Status of Women…

Signed

Anthony, Susan B. The Status of Women, Past, Present, and Future. Boston: The Arena Publishing Company, May, 1897.

8vo.; two leaves, folded and stapled to make eight pages of printed text; two small tears on bottom of first leaf; stapled. In a specially made cloth slipcase.

First edition of this offprint of Anthony’s essay on the status of women, issued for her private use and never offered for sale. It was originally published in The Arena, May, 1897, pages 901-908. At the top of the first leaf, Anthony has signed her name and added beneath it the dates: 1820 – Feb. 15 – 1898. February 15 is Anthony’s birthday; perhaps The Arena printed this in honor of that day.

The Arena was published in Boston from December 1889 until August 1909, and had a circulation of about 25,000. It was founded by B.O. Flower, who edited the periodical until 1897, and then by his successor, John Clark Ridpath. Flower got the capital to start the magazine from his brother, Richard Flower, who was a wealthy quack doctor. Flower used the Arena as “a field of combat where the intellectual gains could defend those principles which appeared to them to be founded on truth, justice and wisdom” and also as a forum to voice his support of women’s rights (“The Mind of B.O. Flower,” by Allen J. Matusow. The New England Quarterly. Vol. 34, No. 4, Dec. 1961, pp. 492-493). He is quoted, “the constantly broadening sphere of women’s influence is to me the most hopeful and important sign of our time” (Matusow, p. 495). Anthony’s essay would have been a perfect fit with Flower’s vision.

> _GIVEN DATA_
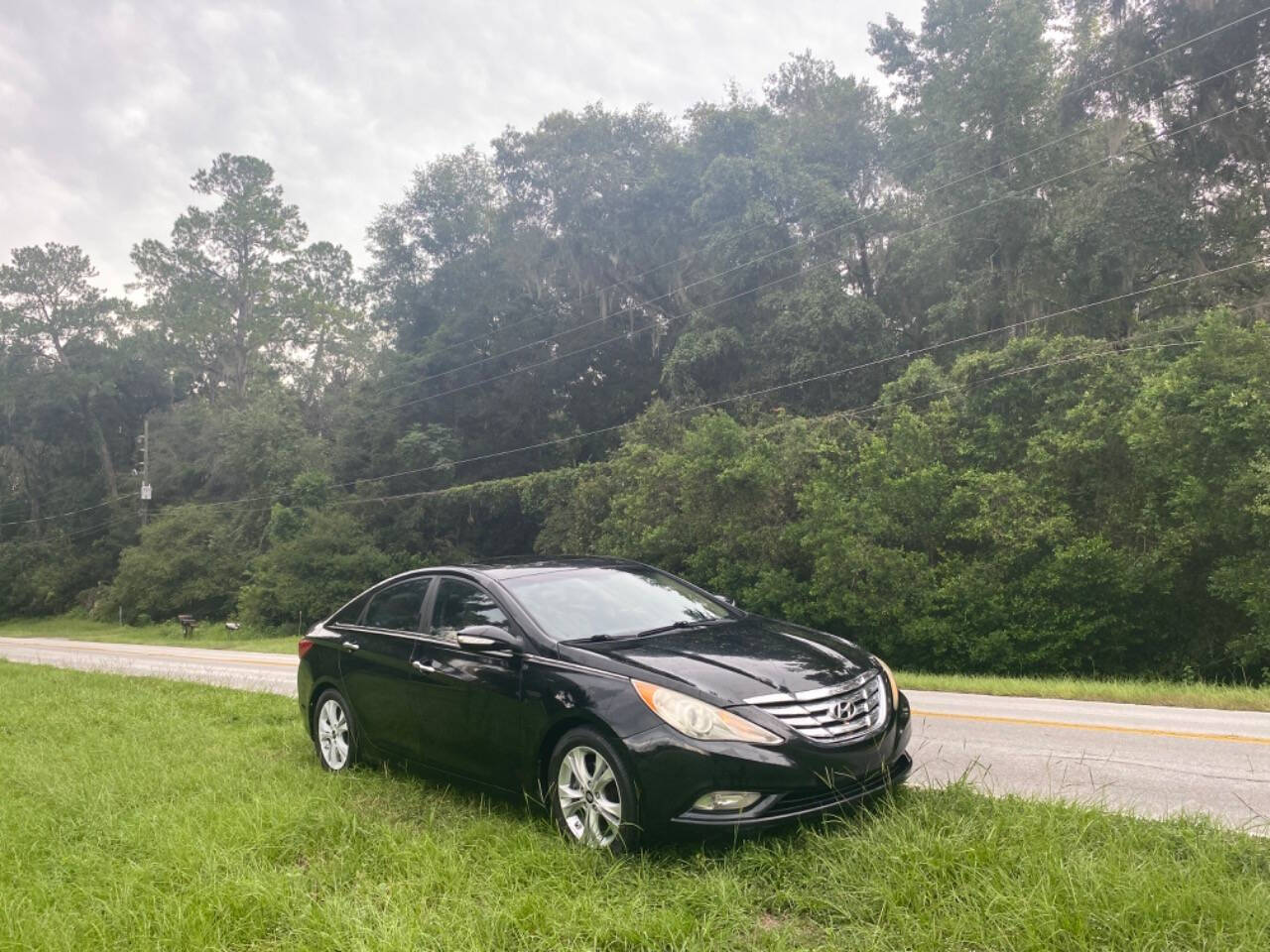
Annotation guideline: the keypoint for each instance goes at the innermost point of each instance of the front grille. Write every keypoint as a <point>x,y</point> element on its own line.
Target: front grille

> _GIVEN PROBLEM_
Copy the book listing starting at the words "8vo.; two leaves, folded" and ending after "of that day.", with "offprint" changed to "reprint" each time it appears.

> _SOLUTION FOR THIS TASK_
8vo.; two leaves, folded and stapled to make eight pages of printed text; two small tears on bottom of first leaf; stapled. In a specially made cloth slipcase.

First edition of this reprint of Anthony’s essay on the status of women, issued for her private use and never offered for sale. It was originally published in The Arena, May, 1897, pages 901-908. At the top of the first leaf, Anthony has signed her name and added beneath it the dates: 1820 – Feb. 15 – 1898. February 15 is Anthony’s birthday; perhaps The Arena printed this in honor of that day.